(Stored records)
+-------+
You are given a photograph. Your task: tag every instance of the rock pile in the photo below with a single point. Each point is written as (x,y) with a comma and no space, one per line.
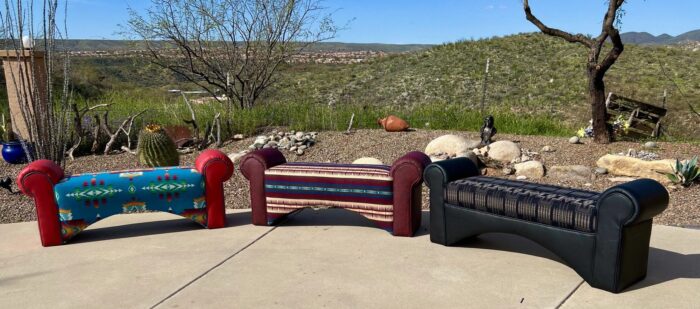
(644,155)
(293,141)
(451,146)
(296,142)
+-------+
For this exercise, transcribe the data above line by line, exactly, with pictures omitted.

You are given a photograph. Your task: tag every instance of the rock pile in the photo below with a single point. Each point is written as (x,y) with a comma and no space, one per line.
(644,155)
(293,141)
(451,146)
(296,142)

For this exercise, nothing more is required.